### Task objective
An exact, complete copy of the entries below is required, minus any pictures.

Dataset entries
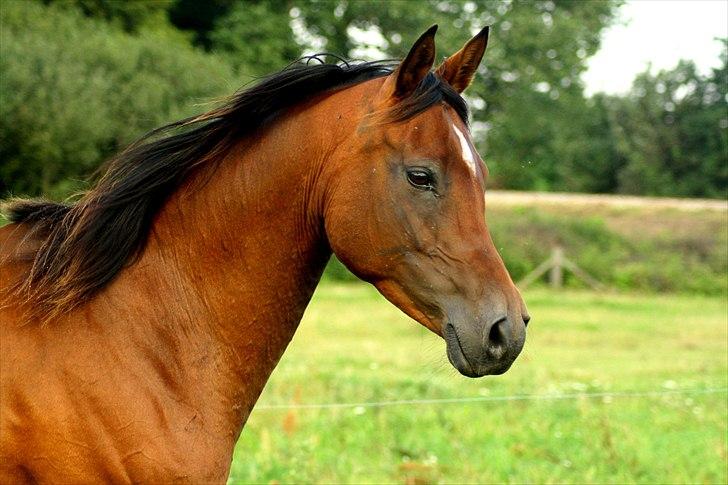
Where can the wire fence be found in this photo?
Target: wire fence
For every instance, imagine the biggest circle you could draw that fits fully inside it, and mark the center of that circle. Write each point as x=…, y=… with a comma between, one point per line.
x=486, y=399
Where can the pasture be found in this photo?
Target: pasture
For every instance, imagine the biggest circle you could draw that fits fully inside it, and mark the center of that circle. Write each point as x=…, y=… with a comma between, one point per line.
x=353, y=346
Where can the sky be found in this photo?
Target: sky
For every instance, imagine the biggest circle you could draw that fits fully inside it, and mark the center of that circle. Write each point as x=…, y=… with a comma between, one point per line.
x=660, y=32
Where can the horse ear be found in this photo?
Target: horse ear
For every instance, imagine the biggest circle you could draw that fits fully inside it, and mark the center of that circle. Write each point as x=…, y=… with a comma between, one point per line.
x=420, y=59
x=459, y=69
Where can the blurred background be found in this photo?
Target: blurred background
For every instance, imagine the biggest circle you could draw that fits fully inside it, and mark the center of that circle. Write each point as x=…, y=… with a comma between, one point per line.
x=627, y=100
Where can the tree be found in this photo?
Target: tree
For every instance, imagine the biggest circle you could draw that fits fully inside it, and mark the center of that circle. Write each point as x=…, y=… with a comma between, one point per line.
x=672, y=130
x=75, y=90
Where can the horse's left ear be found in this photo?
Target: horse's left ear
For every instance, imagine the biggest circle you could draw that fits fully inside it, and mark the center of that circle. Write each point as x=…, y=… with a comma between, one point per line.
x=459, y=69
x=408, y=75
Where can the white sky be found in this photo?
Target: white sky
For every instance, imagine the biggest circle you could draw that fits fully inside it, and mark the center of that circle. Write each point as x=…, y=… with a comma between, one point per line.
x=661, y=32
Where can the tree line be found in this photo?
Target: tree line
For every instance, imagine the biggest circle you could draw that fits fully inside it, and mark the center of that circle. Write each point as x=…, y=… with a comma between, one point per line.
x=80, y=79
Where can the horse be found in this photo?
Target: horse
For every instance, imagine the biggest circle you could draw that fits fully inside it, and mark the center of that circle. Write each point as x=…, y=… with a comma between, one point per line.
x=140, y=323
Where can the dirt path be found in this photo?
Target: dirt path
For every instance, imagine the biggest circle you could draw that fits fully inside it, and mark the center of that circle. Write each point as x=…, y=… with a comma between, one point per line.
x=513, y=198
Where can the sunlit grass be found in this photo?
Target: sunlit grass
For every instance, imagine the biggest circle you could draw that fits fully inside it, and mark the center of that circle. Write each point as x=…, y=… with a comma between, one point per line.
x=353, y=346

### Answer to this task
Where can the wire fence be found in this photo?
Target: wire fence
For every instance, imagine the biggest circle you could draw that fits fully inside it, and mark the center of that circle. Write each point as x=…, y=… with a comma between, one point per line.
x=486, y=399
Where can the pasture be found in this photo?
Target: pasture
For every instance, imagine the biggest circle you could draw that fits fully inside it, and mark the center of that circle. Write each point as x=…, y=… with a comma between, one point per line.
x=353, y=346
Where can the sky be found in this photo?
Target: sky
For every instance, imagine the biggest circle you could draw that fits fully inside it, and mark the center of that circle. Write each point as x=…, y=… with a comma between, one point per line.
x=660, y=32
Where can the horse ear be found in this photo?
Target: horse ear
For every instance, imagine the biggest circle you could draw that fits fully inside it, and mark the center of that circle. Write each point as x=…, y=… with a comma between, one point per line.
x=420, y=59
x=459, y=69
Where can the blurred background be found in this photo?
Target: blurred background
For every instance, imagine the biggest circle you could draw that fits fully inside it, and mark the center of that circle. Write each point as x=…, y=… with a comma between, one point per line.
x=627, y=100
Where can the tree be found in this photo?
Target: tree
For every instance, imagine the biggest circle you could draw that fits fully inside it, and mark the center of that circle. Write each point as x=…, y=… with a comma between, one point per line.
x=672, y=130
x=75, y=90
Where can the horse's left ear be found in this photo?
Target: horse's left ear
For every instance, imagine the biggest circle you could draw that fits fully inside it, and mark the center of that circle. Write each point as x=…, y=… with a comma between, one point per line.
x=459, y=69
x=408, y=75
Where can the white sky be found in this photo?
Target: white sky
For every instance, imagine the biggest circle you could draw that fits fully inside it, and mark the center of that circle. Write each point as x=…, y=… with a comma between, one point per line.
x=661, y=32
Where can the tree line be found in this photo?
Target: tree line
For every instance, imagine the biggest circle you could draw that fits fully inside it, and mark the center of that circle. Write each point as x=…, y=… with a comma between, one point per line.
x=80, y=79
Where can the horse be found in this photo?
Target: horse
For every instance, imagine the biggest circle you could draw that fits fully inside it, and mark the center of that circle. Write each point as x=…, y=… with a comma between, one point per line.
x=140, y=323
Where can the dirt path be found in this photo?
Target: dirt path
For every instance, imagine the biggest circle you could draw that fits fully inside it, and mark the center of that circle. Write each point as x=…, y=… with a comma between, one point per line.
x=513, y=198
Where can the sunlit grass be found in this photo?
Target: sunlit grass
For every instance, imagine the biggest circle you could draw that fits fully inside it, and mark the center of that circle. Write each point as x=…, y=… with a comma between, one point per line.
x=353, y=346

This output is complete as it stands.